| Provided records |
▬▬▬▬▬▬
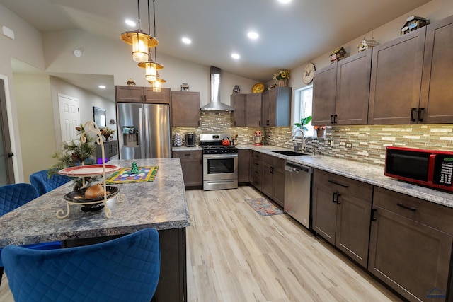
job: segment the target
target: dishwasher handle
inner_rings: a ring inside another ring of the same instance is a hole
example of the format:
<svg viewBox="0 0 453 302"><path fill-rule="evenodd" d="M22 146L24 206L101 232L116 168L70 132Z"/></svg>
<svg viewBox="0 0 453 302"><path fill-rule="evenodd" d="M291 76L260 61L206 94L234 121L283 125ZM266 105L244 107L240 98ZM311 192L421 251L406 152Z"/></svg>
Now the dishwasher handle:
<svg viewBox="0 0 453 302"><path fill-rule="evenodd" d="M313 168L306 167L304 165L295 165L288 161L285 162L285 170L292 173L292 172L295 172L295 173L305 172L310 174L313 173Z"/></svg>

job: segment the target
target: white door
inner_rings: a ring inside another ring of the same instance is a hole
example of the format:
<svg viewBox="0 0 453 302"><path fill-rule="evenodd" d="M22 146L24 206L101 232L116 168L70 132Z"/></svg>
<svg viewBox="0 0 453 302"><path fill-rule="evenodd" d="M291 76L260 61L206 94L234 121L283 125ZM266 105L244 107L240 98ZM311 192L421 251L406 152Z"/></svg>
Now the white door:
<svg viewBox="0 0 453 302"><path fill-rule="evenodd" d="M76 127L80 125L79 100L58 93L58 104L62 141L77 139Z"/></svg>

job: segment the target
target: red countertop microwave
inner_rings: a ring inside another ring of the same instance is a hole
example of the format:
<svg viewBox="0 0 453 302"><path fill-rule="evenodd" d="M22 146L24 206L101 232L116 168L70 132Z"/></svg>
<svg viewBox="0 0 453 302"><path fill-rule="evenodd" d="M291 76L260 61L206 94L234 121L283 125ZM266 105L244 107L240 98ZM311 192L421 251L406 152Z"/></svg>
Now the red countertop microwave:
<svg viewBox="0 0 453 302"><path fill-rule="evenodd" d="M453 192L453 152L388 146L384 174Z"/></svg>

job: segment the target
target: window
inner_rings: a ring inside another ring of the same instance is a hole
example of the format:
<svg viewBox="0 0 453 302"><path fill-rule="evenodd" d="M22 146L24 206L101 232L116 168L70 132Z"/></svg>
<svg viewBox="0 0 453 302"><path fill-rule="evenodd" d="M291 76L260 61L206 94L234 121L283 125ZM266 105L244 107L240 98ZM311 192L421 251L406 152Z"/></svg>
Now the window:
<svg viewBox="0 0 453 302"><path fill-rule="evenodd" d="M306 117L311 115L312 103L313 86L305 87L296 91L294 122L300 122L300 119L302 117ZM305 127L308 129L308 131L305 132L305 136L314 136L314 132L311 127L311 122Z"/></svg>

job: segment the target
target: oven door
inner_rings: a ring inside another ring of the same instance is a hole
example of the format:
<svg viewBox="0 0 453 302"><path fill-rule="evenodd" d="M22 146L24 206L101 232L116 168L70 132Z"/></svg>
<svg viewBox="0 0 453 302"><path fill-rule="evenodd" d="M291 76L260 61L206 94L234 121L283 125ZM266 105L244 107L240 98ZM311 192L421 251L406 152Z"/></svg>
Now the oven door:
<svg viewBox="0 0 453 302"><path fill-rule="evenodd" d="M203 155L203 181L237 178L237 154Z"/></svg>

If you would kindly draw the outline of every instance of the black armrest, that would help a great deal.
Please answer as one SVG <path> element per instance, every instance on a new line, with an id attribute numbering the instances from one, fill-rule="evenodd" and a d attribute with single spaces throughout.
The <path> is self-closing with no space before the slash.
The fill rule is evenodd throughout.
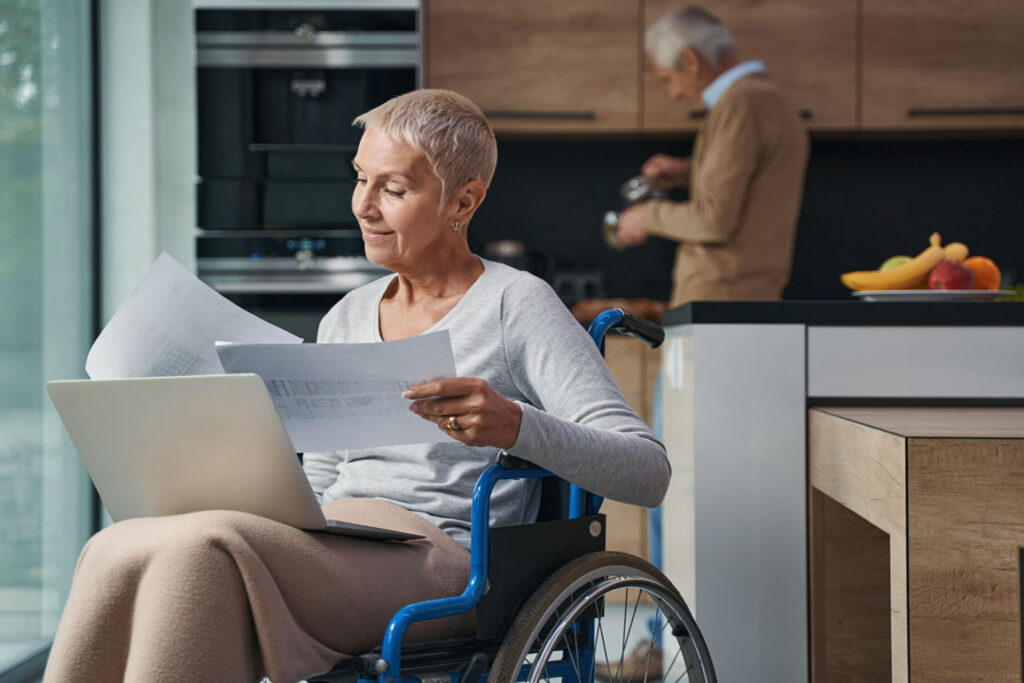
<path id="1" fill-rule="evenodd" d="M 498 454 L 498 464 L 507 470 L 539 470 L 543 469 L 522 458 L 516 458 L 508 451 Z"/>

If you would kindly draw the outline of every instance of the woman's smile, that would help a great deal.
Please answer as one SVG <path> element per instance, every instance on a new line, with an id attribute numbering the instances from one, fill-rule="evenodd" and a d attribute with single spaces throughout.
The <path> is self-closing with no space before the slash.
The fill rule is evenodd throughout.
<path id="1" fill-rule="evenodd" d="M 384 230 L 379 227 L 367 227 L 366 225 L 360 225 L 359 229 L 362 230 L 364 242 L 381 242 L 382 240 L 394 234 L 394 230 Z"/>

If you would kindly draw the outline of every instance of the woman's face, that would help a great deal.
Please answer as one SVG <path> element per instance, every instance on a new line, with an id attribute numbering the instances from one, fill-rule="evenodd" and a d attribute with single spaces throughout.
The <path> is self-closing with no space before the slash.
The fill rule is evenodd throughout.
<path id="1" fill-rule="evenodd" d="M 406 272 L 429 265 L 456 234 L 441 207 L 441 182 L 423 154 L 369 129 L 352 160 L 352 213 L 359 222 L 367 258 Z"/>

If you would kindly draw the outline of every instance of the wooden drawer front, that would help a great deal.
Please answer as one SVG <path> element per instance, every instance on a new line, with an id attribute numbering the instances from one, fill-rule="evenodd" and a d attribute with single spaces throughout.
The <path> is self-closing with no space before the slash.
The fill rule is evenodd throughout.
<path id="1" fill-rule="evenodd" d="M 811 397 L 1024 398 L 1020 328 L 807 331 Z"/>
<path id="2" fill-rule="evenodd" d="M 861 126 L 1024 128 L 1024 3 L 863 0 Z"/>
<path id="3" fill-rule="evenodd" d="M 426 83 L 496 131 L 639 128 L 638 0 L 430 0 Z"/>

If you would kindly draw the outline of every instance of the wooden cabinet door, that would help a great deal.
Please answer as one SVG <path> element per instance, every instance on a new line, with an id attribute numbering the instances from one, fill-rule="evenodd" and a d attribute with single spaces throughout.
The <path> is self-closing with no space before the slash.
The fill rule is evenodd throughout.
<path id="1" fill-rule="evenodd" d="M 1024 2 L 862 2 L 863 128 L 1024 128 Z"/>
<path id="2" fill-rule="evenodd" d="M 425 83 L 496 131 L 634 131 L 639 0 L 428 0 Z"/>
<path id="3" fill-rule="evenodd" d="M 644 0 L 644 28 L 679 4 Z M 728 27 L 741 61 L 765 62 L 768 76 L 810 130 L 856 126 L 857 0 L 705 0 L 700 5 Z M 645 74 L 645 130 L 695 130 L 702 108 L 671 101 L 665 86 Z"/>

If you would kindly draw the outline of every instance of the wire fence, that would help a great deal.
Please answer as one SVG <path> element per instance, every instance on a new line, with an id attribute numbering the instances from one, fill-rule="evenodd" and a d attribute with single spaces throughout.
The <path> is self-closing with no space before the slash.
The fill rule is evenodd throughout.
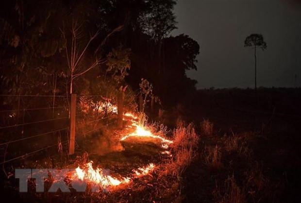
<path id="1" fill-rule="evenodd" d="M 101 97 L 101 95 L 89 95 L 89 96 L 84 96 L 84 97 Z M 0 95 L 0 98 L 5 98 L 8 97 L 32 97 L 33 99 L 31 99 L 31 101 L 33 101 L 33 100 L 34 100 L 35 98 L 45 98 L 47 99 L 48 98 L 55 98 L 55 97 L 59 97 L 59 98 L 67 98 L 67 96 L 63 96 L 63 95 L 5 95 L 2 94 Z M 83 96 L 77 96 L 77 97 L 83 97 Z M 53 100 L 54 101 L 54 100 Z M 7 107 L 1 107 L 0 106 L 0 115 L 2 114 L 3 118 L 7 118 L 8 116 L 9 118 L 12 118 L 12 115 L 8 115 L 11 113 L 11 112 L 28 112 L 28 111 L 40 111 L 43 114 L 41 114 L 41 116 L 36 116 L 34 117 L 35 118 L 37 118 L 38 120 L 32 121 L 33 119 L 32 118 L 31 118 L 30 119 L 28 118 L 24 118 L 24 114 L 23 113 L 23 122 L 22 123 L 17 122 L 17 123 L 15 123 L 14 124 L 6 124 L 6 122 L 4 121 L 3 119 L 3 120 L 0 121 L 0 134 L 2 134 L 3 136 L 1 136 L 2 138 L 0 140 L 1 140 L 3 142 L 1 142 L 0 141 L 0 147 L 2 149 L 2 150 L 4 150 L 5 149 L 5 152 L 2 153 L 3 156 L 2 158 L 3 158 L 3 161 L 1 162 L 0 162 L 0 165 L 3 165 L 5 163 L 7 163 L 9 162 L 11 162 L 14 161 L 16 161 L 18 159 L 25 158 L 28 157 L 29 156 L 31 155 L 35 154 L 39 152 L 43 151 L 44 150 L 47 150 L 49 148 L 53 148 L 55 146 L 59 146 L 59 145 L 63 145 L 63 144 L 67 144 L 69 143 L 69 116 L 62 116 L 59 118 L 53 118 L 54 114 L 51 115 L 52 116 L 52 118 L 47 118 L 47 116 L 48 116 L 49 113 L 50 112 L 50 110 L 52 110 L 53 112 L 56 111 L 59 111 L 61 109 L 65 109 L 66 111 L 66 114 L 69 114 L 69 110 L 70 109 L 70 107 L 69 106 L 69 102 L 67 101 L 65 102 L 66 104 L 68 104 L 66 106 L 54 106 L 54 103 L 53 103 L 53 106 L 52 107 L 36 107 L 36 106 L 31 106 L 30 108 L 24 108 L 23 107 L 20 107 L 18 109 L 14 109 L 12 108 L 11 109 L 6 109 Z M 23 105 L 23 106 L 25 106 Z M 21 105 L 22 106 L 22 105 Z M 40 112 L 40 111 L 38 111 Z M 60 113 L 61 112 L 60 112 Z M 56 112 L 56 113 L 57 113 Z M 107 112 L 106 112 L 107 113 Z M 60 115 L 59 113 L 56 113 L 55 114 L 56 116 Z M 111 124 L 114 123 L 115 122 L 114 120 L 110 122 L 109 123 L 107 123 L 108 119 L 110 118 L 111 118 L 114 116 L 114 114 L 109 115 L 107 116 L 107 114 L 105 114 L 106 116 L 102 116 L 102 114 L 100 114 L 100 116 L 94 116 L 98 117 L 97 119 L 93 119 L 91 120 L 88 120 L 86 121 L 84 119 L 84 126 L 85 125 L 90 124 L 92 123 L 100 122 L 102 120 L 106 120 L 107 122 L 106 124 L 104 125 L 101 125 L 100 126 L 98 127 L 94 127 L 93 129 L 90 130 L 86 131 L 84 133 L 81 133 L 80 135 L 76 135 L 75 138 L 77 139 L 80 137 L 82 137 L 84 136 L 85 137 L 86 135 L 90 134 L 93 132 L 95 132 L 97 130 L 99 130 L 101 128 L 108 128 L 109 126 Z M 44 115 L 44 116 L 43 116 Z M 46 115 L 46 116 L 45 116 Z M 50 116 L 50 115 L 49 115 Z M 77 114 L 77 116 L 81 116 L 82 115 L 80 113 L 79 114 Z M 101 117 L 101 118 L 99 118 Z M 22 115 L 21 116 L 22 117 Z M 20 116 L 19 115 L 19 117 Z M 38 119 L 40 118 L 39 119 Z M 44 118 L 44 119 L 43 119 Z M 106 120 L 105 120 L 106 119 Z M 63 121 L 61 121 L 63 120 Z M 96 123 L 94 125 L 94 126 L 97 126 Z M 53 128 L 54 126 L 55 126 L 56 128 Z M 60 127 L 58 126 L 60 126 Z M 22 127 L 21 131 L 19 129 L 18 130 L 18 127 Z M 59 127 L 58 128 L 58 127 Z M 51 129 L 52 128 L 52 129 Z M 53 128 L 57 128 L 53 129 Z M 44 132 L 40 132 L 41 129 L 44 129 L 46 130 Z M 13 129 L 15 129 L 13 130 Z M 48 130 L 47 130 L 48 129 Z M 84 130 L 84 128 L 82 129 L 80 129 L 79 131 L 83 131 Z M 11 132 L 10 135 L 5 134 L 5 132 L 7 131 L 10 131 L 9 132 Z M 24 131 L 26 131 L 27 133 L 26 133 L 26 136 L 24 135 Z M 33 133 L 32 132 L 36 131 L 37 133 Z M 61 141 L 61 132 L 64 132 L 67 133 L 67 139 L 64 140 L 64 141 Z M 54 136 L 49 136 L 50 135 L 52 134 Z M 22 136 L 22 137 L 19 138 L 20 135 Z M 7 137 L 5 138 L 5 136 Z M 53 139 L 55 136 L 58 136 L 59 137 L 59 139 L 58 141 L 56 140 L 56 139 Z M 44 138 L 41 138 L 41 137 L 44 137 Z M 45 141 L 47 140 L 47 139 L 51 139 L 51 141 Z M 11 140 L 10 140 L 11 139 Z M 18 153 L 17 153 L 16 152 L 14 152 L 14 150 L 17 151 L 21 150 L 23 150 L 23 149 L 20 149 L 20 148 L 17 148 L 17 146 L 15 146 L 14 145 L 19 143 L 21 143 L 22 145 L 24 144 L 21 142 L 24 141 L 27 141 L 27 140 L 34 140 L 36 143 L 38 143 L 38 146 L 43 146 L 44 145 L 44 147 L 42 147 L 40 149 L 36 149 L 35 150 L 33 150 L 32 152 L 18 152 Z M 44 143 L 43 143 L 44 142 Z M 33 142 L 31 142 L 31 145 Z M 43 144 L 41 143 L 43 143 Z M 26 143 L 27 144 L 27 143 Z M 47 145 L 47 146 L 45 146 Z M 61 145 L 62 146 L 62 145 Z M 12 152 L 14 153 L 14 154 L 17 155 L 17 156 L 15 157 L 9 157 L 9 158 L 6 160 L 6 153 L 7 152 L 7 150 L 8 147 L 12 148 Z M 30 146 L 29 147 L 32 149 L 34 149 L 34 147 L 31 147 Z M 22 152 L 22 153 L 21 153 Z"/>

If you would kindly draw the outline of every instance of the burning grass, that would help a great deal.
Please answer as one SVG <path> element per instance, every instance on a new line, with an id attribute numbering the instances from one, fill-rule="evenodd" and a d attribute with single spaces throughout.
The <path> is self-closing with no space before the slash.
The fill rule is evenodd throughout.
<path id="1" fill-rule="evenodd" d="M 172 156 L 165 166 L 162 174 L 179 176 L 197 156 L 199 137 L 191 123 L 187 127 L 179 126 L 174 130 L 173 137 L 170 146 Z"/>

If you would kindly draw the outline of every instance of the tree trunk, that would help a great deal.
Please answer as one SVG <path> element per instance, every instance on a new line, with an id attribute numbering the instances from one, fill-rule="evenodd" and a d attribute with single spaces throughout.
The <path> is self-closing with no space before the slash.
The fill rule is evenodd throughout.
<path id="1" fill-rule="evenodd" d="M 257 89 L 257 86 L 256 84 L 256 45 L 255 45 L 254 56 L 255 56 L 255 89 Z"/>

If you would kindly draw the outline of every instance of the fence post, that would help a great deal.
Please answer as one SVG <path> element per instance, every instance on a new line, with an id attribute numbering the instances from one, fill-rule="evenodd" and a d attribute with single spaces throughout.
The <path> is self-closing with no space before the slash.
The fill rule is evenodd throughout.
<path id="1" fill-rule="evenodd" d="M 117 95 L 117 126 L 122 129 L 123 116 L 123 92 L 120 88 Z"/>
<path id="2" fill-rule="evenodd" d="M 139 96 L 139 110 L 140 112 L 142 112 L 143 111 L 143 98 L 142 98 L 142 94 L 140 94 L 140 96 Z"/>
<path id="3" fill-rule="evenodd" d="M 70 107 L 70 145 L 69 146 L 69 154 L 73 154 L 74 153 L 76 110 L 76 94 L 71 94 L 71 106 Z"/>
<path id="4" fill-rule="evenodd" d="M 151 102 L 150 102 L 150 112 L 153 115 L 154 113 L 154 106 L 155 106 L 155 96 L 153 95 L 151 95 Z"/>

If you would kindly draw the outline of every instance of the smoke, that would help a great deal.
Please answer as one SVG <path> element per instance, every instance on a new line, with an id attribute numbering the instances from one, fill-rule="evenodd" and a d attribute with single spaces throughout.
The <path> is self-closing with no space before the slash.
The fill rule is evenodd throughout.
<path id="1" fill-rule="evenodd" d="M 106 135 L 100 136 L 95 144 L 96 145 L 95 151 L 98 155 L 124 150 L 124 148 L 120 141 L 113 139 Z"/>

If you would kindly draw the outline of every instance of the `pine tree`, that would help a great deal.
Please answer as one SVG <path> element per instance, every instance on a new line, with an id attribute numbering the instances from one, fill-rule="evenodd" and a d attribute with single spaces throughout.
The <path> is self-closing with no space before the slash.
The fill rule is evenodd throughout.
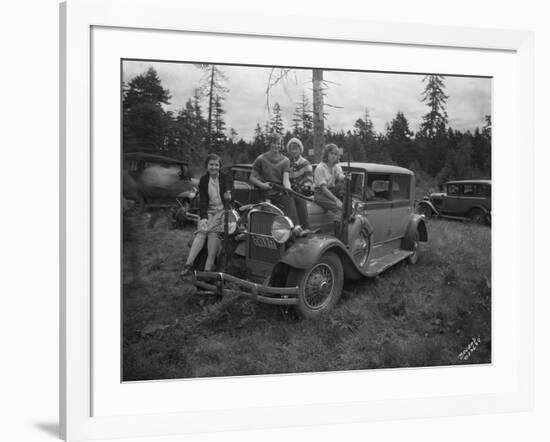
<path id="1" fill-rule="evenodd" d="M 162 87 L 153 68 L 137 75 L 123 89 L 123 149 L 163 151 L 170 135 L 171 115 L 163 104 L 170 91 Z"/>
<path id="2" fill-rule="evenodd" d="M 428 105 L 430 111 L 422 117 L 420 132 L 428 139 L 433 139 L 446 130 L 448 120 L 445 103 L 449 97 L 444 92 L 444 79 L 443 75 L 426 75 L 422 79 L 422 82 L 427 81 L 422 92 L 422 102 Z"/>
<path id="3" fill-rule="evenodd" d="M 207 119 L 207 143 L 209 147 L 214 144 L 215 127 L 213 127 L 213 114 L 215 112 L 216 97 L 222 97 L 229 92 L 229 89 L 224 85 L 227 81 L 225 73 L 214 64 L 199 64 L 199 69 L 204 71 L 201 79 L 201 87 L 199 88 L 202 96 L 208 99 L 208 119 Z"/>
<path id="4" fill-rule="evenodd" d="M 388 151 L 397 164 L 408 167 L 415 158 L 413 132 L 403 112 L 397 112 L 395 118 L 386 125 L 386 142 Z"/>
<path id="5" fill-rule="evenodd" d="M 281 136 L 284 134 L 285 128 L 283 124 L 281 106 L 279 105 L 279 103 L 275 103 L 273 105 L 273 117 L 271 117 L 270 128 L 273 133 Z"/>
<path id="6" fill-rule="evenodd" d="M 225 114 L 225 109 L 223 108 L 223 98 L 219 95 L 216 95 L 214 98 L 214 110 L 213 110 L 213 130 L 212 130 L 212 148 L 215 152 L 221 153 L 225 143 L 227 142 L 227 137 L 225 135 L 225 120 L 223 118 Z"/>

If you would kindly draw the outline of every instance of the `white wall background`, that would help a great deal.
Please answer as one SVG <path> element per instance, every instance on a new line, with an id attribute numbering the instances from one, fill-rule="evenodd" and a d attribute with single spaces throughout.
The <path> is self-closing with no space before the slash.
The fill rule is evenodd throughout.
<path id="1" fill-rule="evenodd" d="M 185 3 L 182 0 L 182 3 Z M 537 248 L 536 410 L 347 426 L 233 432 L 135 441 L 408 440 L 543 441 L 550 430 L 546 312 L 549 199 L 544 191 L 550 103 L 550 28 L 534 0 L 209 0 L 203 7 L 535 31 Z M 57 439 L 58 388 L 58 2 L 0 6 L 0 440 Z M 208 5 L 208 6 L 207 6 Z M 312 6 L 314 5 L 314 6 Z M 546 187 L 548 187 L 546 185 Z M 543 205 L 547 207 L 543 207 Z M 526 217 L 526 221 L 530 221 Z M 546 259 L 547 260 L 547 259 Z M 545 419 L 546 418 L 546 419 Z"/>

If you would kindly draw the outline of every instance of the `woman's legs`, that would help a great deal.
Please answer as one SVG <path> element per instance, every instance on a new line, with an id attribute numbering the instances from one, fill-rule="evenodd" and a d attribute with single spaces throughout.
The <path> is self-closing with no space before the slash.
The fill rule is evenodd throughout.
<path id="1" fill-rule="evenodd" d="M 195 258 L 198 256 L 202 248 L 204 247 L 204 242 L 206 241 L 206 233 L 197 232 L 195 238 L 193 238 L 193 243 L 191 244 L 191 250 L 189 250 L 189 255 L 187 256 L 187 261 L 185 265 L 193 265 Z"/>
<path id="2" fill-rule="evenodd" d="M 204 265 L 205 272 L 211 272 L 214 269 L 216 262 L 216 256 L 221 250 L 222 242 L 219 235 L 215 232 L 208 234 L 208 257 L 206 258 L 206 264 Z"/>

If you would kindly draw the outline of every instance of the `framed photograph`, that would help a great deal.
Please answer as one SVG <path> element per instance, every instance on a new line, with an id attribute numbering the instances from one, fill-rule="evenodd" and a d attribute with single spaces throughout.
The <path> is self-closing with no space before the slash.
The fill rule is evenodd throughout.
<path id="1" fill-rule="evenodd" d="M 66 440 L 532 407 L 530 33 L 60 13 Z"/>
▬▬▬▬▬▬
| The exercise |
Pull out each line of the records above that contains the string "tree", treating uppercase and lowercase letters as different.

| Complete output |
If you would kindly draw the outline of every instance of the tree trunk, that would help a great deal.
If you would kindly draw the outline of every instance of the `pine tree`, that would help a great deal.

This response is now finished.